━━ TASK MATERIAL ━━
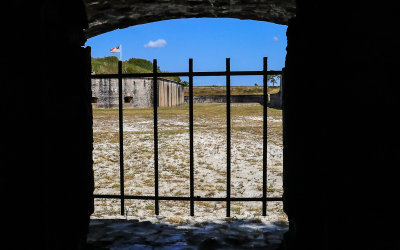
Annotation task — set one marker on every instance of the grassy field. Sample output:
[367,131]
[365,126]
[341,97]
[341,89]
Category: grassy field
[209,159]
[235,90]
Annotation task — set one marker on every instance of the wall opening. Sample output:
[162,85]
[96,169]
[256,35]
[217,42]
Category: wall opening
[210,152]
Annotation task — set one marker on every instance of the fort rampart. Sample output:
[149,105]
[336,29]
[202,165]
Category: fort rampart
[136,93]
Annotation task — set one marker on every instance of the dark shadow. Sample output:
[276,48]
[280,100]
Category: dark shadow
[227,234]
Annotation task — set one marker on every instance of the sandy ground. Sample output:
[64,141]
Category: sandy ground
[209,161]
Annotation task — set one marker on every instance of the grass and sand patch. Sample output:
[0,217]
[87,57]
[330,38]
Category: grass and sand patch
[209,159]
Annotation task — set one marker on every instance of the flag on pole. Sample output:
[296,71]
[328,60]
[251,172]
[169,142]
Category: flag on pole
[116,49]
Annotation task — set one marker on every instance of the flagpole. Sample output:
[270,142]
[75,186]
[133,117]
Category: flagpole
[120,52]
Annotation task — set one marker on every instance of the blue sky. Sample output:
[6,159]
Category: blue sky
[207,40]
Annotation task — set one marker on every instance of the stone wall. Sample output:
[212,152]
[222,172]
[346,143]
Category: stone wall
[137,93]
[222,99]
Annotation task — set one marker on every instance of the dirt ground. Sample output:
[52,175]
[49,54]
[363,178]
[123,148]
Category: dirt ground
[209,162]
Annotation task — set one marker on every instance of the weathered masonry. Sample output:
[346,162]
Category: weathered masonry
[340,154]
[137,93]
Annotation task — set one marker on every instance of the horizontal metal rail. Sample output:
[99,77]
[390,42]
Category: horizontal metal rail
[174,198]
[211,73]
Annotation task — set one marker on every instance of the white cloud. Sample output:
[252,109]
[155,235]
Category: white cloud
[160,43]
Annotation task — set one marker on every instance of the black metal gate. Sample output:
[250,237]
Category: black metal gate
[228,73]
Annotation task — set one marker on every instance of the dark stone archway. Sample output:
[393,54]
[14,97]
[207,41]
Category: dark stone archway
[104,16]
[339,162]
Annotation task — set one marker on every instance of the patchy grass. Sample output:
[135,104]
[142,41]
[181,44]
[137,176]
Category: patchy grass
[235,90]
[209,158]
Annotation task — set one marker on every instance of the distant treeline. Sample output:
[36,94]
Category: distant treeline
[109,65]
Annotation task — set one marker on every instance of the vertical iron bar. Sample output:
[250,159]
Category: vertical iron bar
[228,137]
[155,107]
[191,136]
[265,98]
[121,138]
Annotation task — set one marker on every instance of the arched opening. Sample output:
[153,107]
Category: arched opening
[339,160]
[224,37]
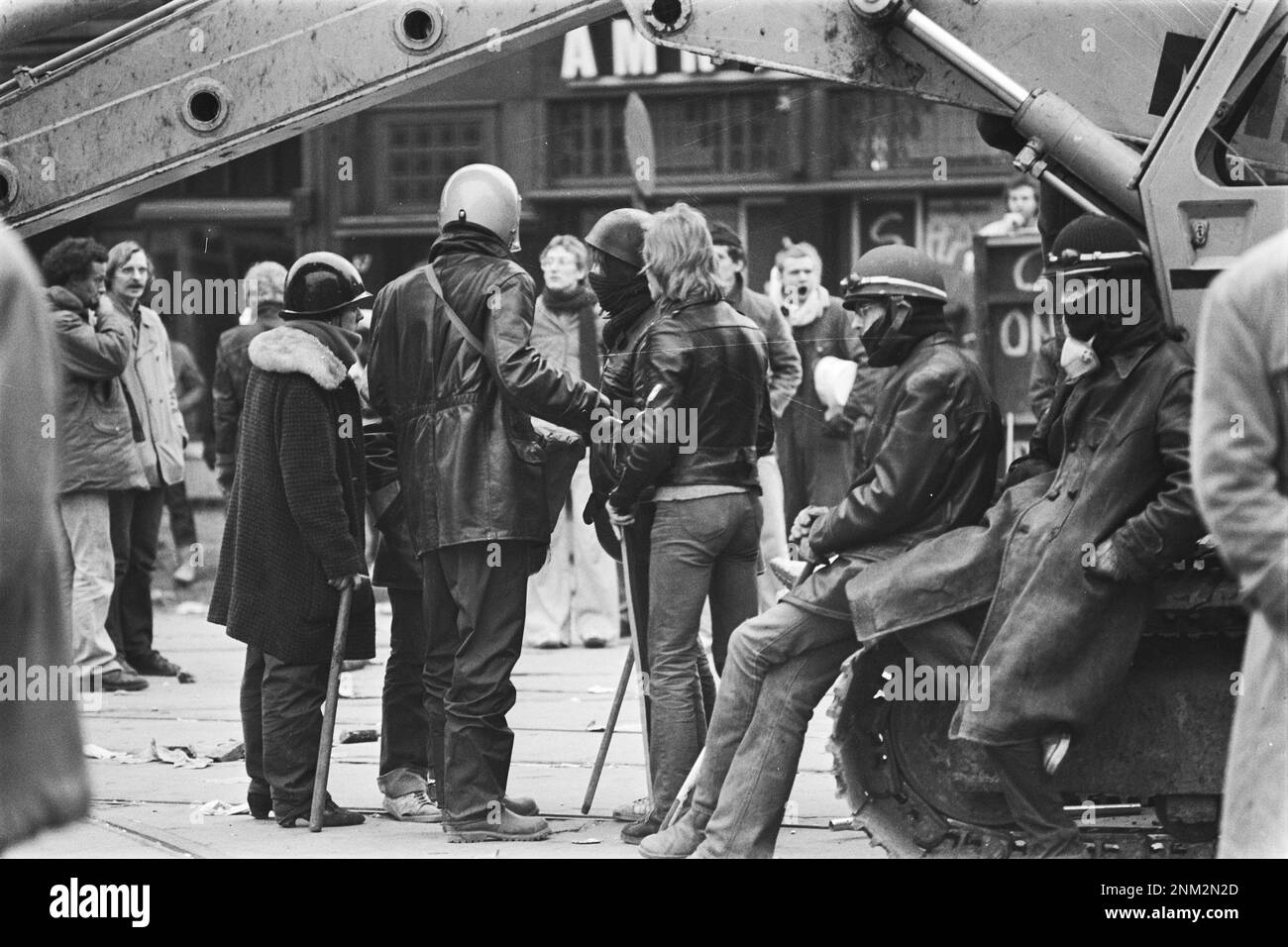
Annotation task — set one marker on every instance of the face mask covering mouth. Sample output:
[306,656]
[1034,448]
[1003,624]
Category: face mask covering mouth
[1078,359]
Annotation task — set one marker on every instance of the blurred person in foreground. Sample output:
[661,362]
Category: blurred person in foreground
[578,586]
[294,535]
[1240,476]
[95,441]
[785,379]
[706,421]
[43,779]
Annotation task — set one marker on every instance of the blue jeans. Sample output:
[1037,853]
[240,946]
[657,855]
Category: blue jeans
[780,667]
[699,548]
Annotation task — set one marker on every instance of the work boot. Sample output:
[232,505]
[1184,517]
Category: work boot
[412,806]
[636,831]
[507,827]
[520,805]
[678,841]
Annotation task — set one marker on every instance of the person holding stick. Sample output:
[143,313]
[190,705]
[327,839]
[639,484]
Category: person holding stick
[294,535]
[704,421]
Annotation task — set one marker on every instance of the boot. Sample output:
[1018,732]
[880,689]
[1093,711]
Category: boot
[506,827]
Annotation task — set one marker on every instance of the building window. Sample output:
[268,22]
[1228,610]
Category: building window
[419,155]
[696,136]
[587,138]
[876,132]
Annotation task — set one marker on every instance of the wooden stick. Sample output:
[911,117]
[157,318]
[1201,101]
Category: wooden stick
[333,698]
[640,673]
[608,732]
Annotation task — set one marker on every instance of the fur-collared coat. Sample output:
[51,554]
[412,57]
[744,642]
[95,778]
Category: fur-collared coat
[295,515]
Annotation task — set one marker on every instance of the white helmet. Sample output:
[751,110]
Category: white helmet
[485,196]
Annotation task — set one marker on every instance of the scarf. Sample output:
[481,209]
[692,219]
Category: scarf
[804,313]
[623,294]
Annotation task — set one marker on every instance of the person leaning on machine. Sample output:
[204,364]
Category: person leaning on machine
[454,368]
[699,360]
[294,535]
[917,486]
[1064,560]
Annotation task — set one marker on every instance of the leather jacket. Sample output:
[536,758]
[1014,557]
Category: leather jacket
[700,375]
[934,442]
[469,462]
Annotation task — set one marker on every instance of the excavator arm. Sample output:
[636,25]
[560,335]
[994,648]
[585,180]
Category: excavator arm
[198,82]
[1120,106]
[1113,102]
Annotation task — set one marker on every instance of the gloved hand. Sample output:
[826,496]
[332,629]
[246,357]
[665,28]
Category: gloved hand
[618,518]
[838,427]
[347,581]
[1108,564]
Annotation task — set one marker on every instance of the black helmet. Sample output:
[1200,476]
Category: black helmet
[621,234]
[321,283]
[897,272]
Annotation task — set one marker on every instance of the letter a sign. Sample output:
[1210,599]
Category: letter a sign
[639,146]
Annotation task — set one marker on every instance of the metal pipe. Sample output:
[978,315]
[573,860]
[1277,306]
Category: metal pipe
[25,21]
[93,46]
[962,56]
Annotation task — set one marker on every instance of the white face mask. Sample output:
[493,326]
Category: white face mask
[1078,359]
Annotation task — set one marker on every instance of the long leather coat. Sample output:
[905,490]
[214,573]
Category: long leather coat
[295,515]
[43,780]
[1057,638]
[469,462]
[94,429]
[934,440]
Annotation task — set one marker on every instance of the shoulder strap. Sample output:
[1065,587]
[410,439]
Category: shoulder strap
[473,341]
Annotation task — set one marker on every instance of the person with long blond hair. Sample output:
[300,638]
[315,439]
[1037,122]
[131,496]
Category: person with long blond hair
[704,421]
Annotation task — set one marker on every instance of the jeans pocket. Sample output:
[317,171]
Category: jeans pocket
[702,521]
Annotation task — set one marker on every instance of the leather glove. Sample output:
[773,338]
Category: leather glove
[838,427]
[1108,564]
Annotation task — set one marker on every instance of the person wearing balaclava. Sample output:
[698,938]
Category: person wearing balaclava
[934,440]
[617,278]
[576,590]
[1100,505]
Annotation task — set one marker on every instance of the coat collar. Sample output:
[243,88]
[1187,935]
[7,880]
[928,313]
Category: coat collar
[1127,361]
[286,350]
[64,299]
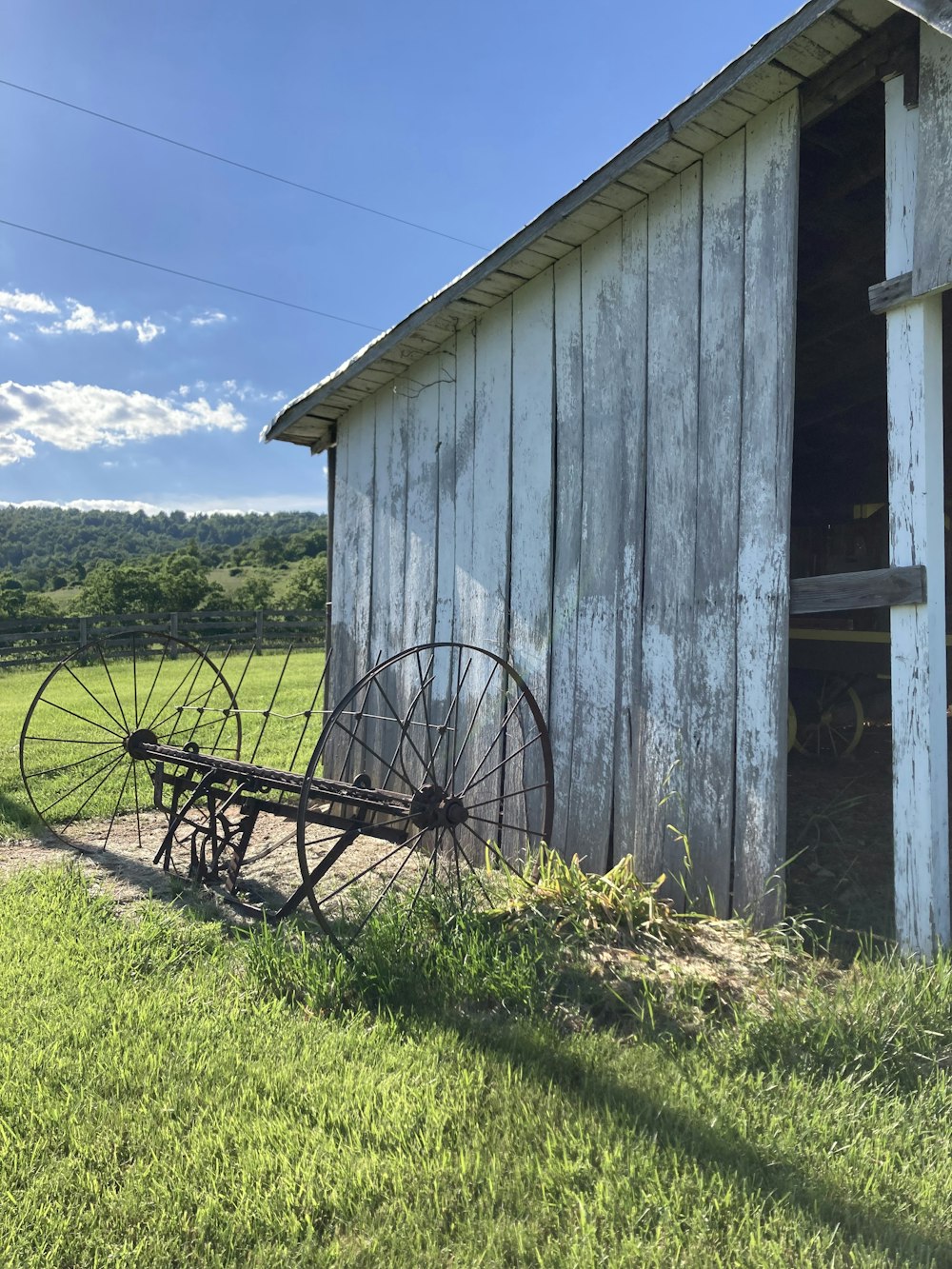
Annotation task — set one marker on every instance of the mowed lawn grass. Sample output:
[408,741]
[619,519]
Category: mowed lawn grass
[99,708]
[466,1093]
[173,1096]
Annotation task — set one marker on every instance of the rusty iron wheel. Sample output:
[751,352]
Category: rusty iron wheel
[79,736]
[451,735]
━━━
- [TASK PROMPT]
Put every line of the records above into a JSON list of strings, one string per line, with blank lines left out. Leave the pictures out of the answer.

- [THE RESPONSE]
[
  "Annotation task — set one marker on every instance of the grassy field. Sample output:",
  "[367,131]",
  "[365,126]",
  "[341,97]",
  "[341,89]",
  "Category: grassy field",
  "[209,159]",
  "[235,90]",
  "Annotation task — set one marker on every instance of the wall opening. Sample output:",
  "[162,85]",
  "[96,169]",
  "[256,35]",
  "[217,42]",
  "Category: wall opening",
  "[210,152]",
  "Annotation task — set one marker on every instance of the fort rampart. Sample output:",
  "[149,105]",
  "[336,29]",
  "[202,165]",
  "Category: fort rampart",
  "[136,93]",
  "Annotation task — set one marker on every instance of the dark shadow. Sample output:",
  "[276,48]",
  "[280,100]",
  "Category: dark shadow",
  "[227,234]",
  "Annotation task — set one marker on every instance of the sandy ground. Sample output:",
  "[64,141]",
  "Category: sandy ground",
  "[209,161]",
  "Annotation task — set one marker on every instance of the grass and sand patch. Sample output:",
  "[0,217]",
  "[87,57]",
  "[330,38]",
  "Category: grass and sand patch",
  "[209,159]",
  "Annotation task — set one marker on every instance of the flag on pole. Sample output:",
  "[296,71]",
  "[328,60]",
  "[251,172]",
  "[169,142]",
  "Category: flag on pole",
  "[116,49]",
  "Annotation task — set one marker on every instance of the flagpole. Sample output:",
  "[270,142]",
  "[75,186]",
  "[133,117]",
  "Category: flagpole",
  "[120,52]",
  "Annotation task — set one marker on every instance of the blue sky. Sample output:",
  "[6,159]",
  "Category: blue sky",
  "[207,40]",
  "Annotation task — set one marker on every instance of the stone wall. Sample output:",
  "[212,152]",
  "[222,172]",
  "[346,143]",
  "Category: stone wall",
  "[137,93]",
  "[222,99]",
  "Annotation task — set one marker on every instance of the dirt ground. Sample output:",
  "[52,175]",
  "[49,54]",
  "[363,178]",
  "[123,148]",
  "Category: dirt ground",
  "[209,162]",
  "Annotation task — set one marker on every instance of the weathered masonry. Sample output:",
  "[346,162]",
  "Category: weathered masonry",
  "[340,154]",
  "[137,93]",
  "Annotation task — set one marker on every instance of the horizontal metal rail. Sample output:",
  "[99,77]",
  "[390,42]",
  "Category: horizontal metal rail",
  "[174,198]",
  "[211,73]",
  "Annotation task — set one marker on every instance of the white cloud. Sample output:",
  "[252,109]",
  "[155,235]",
  "Category: white cloud",
  "[160,43]",
  "Annotation task — set one marker on every instance of the black metal gate. Sample output:",
  "[250,237]",
  "Category: black metal gate",
  "[228,73]",
  "Annotation task — set one marker on every instance of the dark stone archway. Sample output:",
  "[393,54]",
  "[14,97]",
  "[207,41]",
  "Category: dark stone archway",
  "[104,16]",
  "[339,162]",
  "Annotation task — set one marker on every instance of the patchy grass. Sample output:",
  "[135,104]",
  "[142,41]",
  "[181,44]",
  "[137,176]",
  "Category: patchy grass",
  "[235,90]",
  "[209,158]",
  "Annotation task — set one marker on every instance of the distant treeline. Sample output:",
  "[36,94]",
  "Category: distant treeline",
  "[109,65]",
  "Annotation task — set one marker on every instance of the vertical iron bar. Sample output:",
  "[250,159]",
  "Category: vertical iron bar",
  "[228,137]",
  "[155,107]",
  "[191,136]",
  "[265,98]",
  "[121,138]",
  "Annotation task — set one marker on every instance of the arched opening. Sample output:",
  "[153,107]",
  "Category: arched opening",
  "[339,160]",
  "[224,37]",
  "Annotation task — set one marker on every instance of the face mask covering mouth. Sample output:",
  "[306,656]",
  "[1034,448]",
  "[1003,624]",
  "Category: face mask covering mouth",
  "[1078,359]",
  "Annotation task — set one marker on every instance of the blurred person in foreground. Sample output:",
  "[661,362]",
  "Category: blurred person in foreground",
  "[578,586]",
  "[294,535]",
  "[1240,476]",
  "[95,441]",
  "[785,379]",
  "[706,421]",
  "[43,779]",
  "Annotation task — set one marker on every instance of the blue jeans. Sample output:",
  "[1037,853]",
  "[240,946]",
  "[657,855]",
  "Category: blue jeans",
  "[780,667]",
  "[699,548]",
  "Annotation task — set one marker on every instance of the work boot. Sample output:",
  "[232,505]",
  "[1184,517]",
  "Category: work boot",
  "[412,806]",
  "[636,831]",
  "[507,827]",
  "[520,805]",
  "[678,841]",
  "Annotation task — set one marker on every instance of the person holding stick. Sample output:",
  "[143,313]",
  "[190,705]",
  "[327,839]",
  "[639,484]",
  "Category: person holding stick",
  "[294,535]",
  "[704,421]",
  "Annotation task — set one marker on every instance of the boot. Sample output:",
  "[1018,732]",
  "[880,689]",
  "[1093,711]",
  "Category: boot",
  "[506,827]",
  "Annotation task — set one marker on every instance of the building window. Sample output:",
  "[268,22]",
  "[1228,610]",
  "Category: building window",
  "[419,155]",
  "[696,136]",
  "[587,138]",
  "[876,132]",
  "Annotation task — set one marker on every instance of the wooden stick. Sample output:",
  "[911,117]",
  "[157,318]",
  "[1201,101]",
  "Category: wooden stick",
  "[333,698]",
  "[640,673]",
  "[608,732]",
  "Annotation task — set one marker on every instance of the fur-collared coat. Sample output:",
  "[51,554]",
  "[412,57]",
  "[744,642]",
  "[95,778]",
  "Category: fur-collared coat",
  "[295,515]",
  "Annotation task — set one marker on every instance of the white helmet. Sample output:",
  "[751,110]",
  "Category: white helmet",
  "[485,196]",
  "Annotation task — set one marker on every instance of the scarf. Sample output:",
  "[481,209]",
  "[692,219]",
  "Category: scarf",
  "[804,313]",
  "[623,294]",
  "Annotation task — set one marker on every instance of the person leaning on machine. Sample output:",
  "[204,364]",
  "Category: person leaning on machine",
  "[454,368]",
  "[699,360]",
  "[294,535]",
  "[917,486]",
  "[1064,560]",
  "Annotation task — set one marker on every instance of the leather jacket. Sample output:",
  "[536,758]",
  "[1014,557]",
  "Category: leather jacket",
  "[700,375]",
  "[934,442]",
  "[469,462]",
  "Annotation task — set one marker on every instance of the excavator arm. Sample output:",
  "[636,25]",
  "[560,335]",
  "[994,648]",
  "[585,180]",
  "Category: excavator arm",
  "[198,82]",
  "[1120,106]",
  "[1113,102]",
  "Annotation task — set one marker on every instance of the gloved hand. Sample output:",
  "[826,496]",
  "[332,629]",
  "[246,357]",
  "[665,28]",
  "Category: gloved hand",
  "[618,518]",
  "[838,427]",
  "[347,581]",
  "[1108,564]",
  "Annotation task — set one marker on every instance of the black helmet. Sample output:",
  "[1200,476]",
  "Category: black helmet",
  "[621,234]",
  "[321,283]",
  "[897,272]",
  "Annotation task — set one marker on every instance of the letter a sign. Sample output:",
  "[1210,599]",
  "Category: letter a sign",
  "[639,146]",
  "Annotation task — set one marker on every instance of the metal pipe. Sample output:",
  "[978,315]",
  "[573,860]",
  "[1277,306]",
  "Category: metal pipe",
  "[25,21]",
  "[93,46]",
  "[962,56]",
  "Annotation task — set one marker on every instance of the white face mask. Sample output:",
  "[493,326]",
  "Category: white face mask",
  "[1078,359]",
  "Annotation task — set one marker on every instance of the long leather coat. Sample output:",
  "[905,490]",
  "[214,573]",
  "Category: long leather coat",
  "[295,515]",
  "[43,780]",
  "[1057,638]",
  "[469,462]",
  "[94,429]",
  "[934,440]",
  "Annotation task — set one marker on every instance of the shoulder strap. Sample output:",
  "[1065,587]",
  "[410,439]",
  "Category: shoulder strap",
  "[473,341]",
  "Annotation task — set one marker on every instance of the person with long blond hair. Sample output:",
  "[300,638]",
  "[315,439]",
  "[1037,122]",
  "[131,496]",
  "Category: person with long blond hair",
  "[704,421]",
  "Annotation task — set one marker on every instance of the jeans pocket. Sample output:",
  "[317,171]",
  "Category: jeans pocket",
  "[702,521]",
  "Annotation task — set one marker on every instance of the leather glove. Sample output:",
  "[773,338]",
  "Category: leather glove",
  "[838,427]",
  "[1108,564]",
  "Annotation task — set one marker on every instance of the person wearing balaclava. Sample output:",
  "[698,938]",
  "Category: person wearing balaclava",
  "[934,440]",
  "[617,278]",
  "[576,590]",
  "[1100,505]",
  "Annotation task — set one marker on every instance of the coat collar. Sample output:",
  "[243,88]",
  "[1187,935]",
  "[7,880]",
  "[928,313]",
  "Category: coat collar",
  "[1127,361]",
  "[286,350]",
  "[64,299]",
  "Annotation task — set one marker on every instance of the mowed lawn grass. Sample output:",
  "[408,741]",
  "[619,519]",
  "Category: mowed lawn grass",
  "[99,708]",
  "[466,1093]",
  "[173,1096]",
  "Annotation task — set one marker on every instance of the rusty iron wheel. Sample output:",
  "[751,352]",
  "Category: rusty iron wheel",
  "[79,736]",
  "[451,735]"
]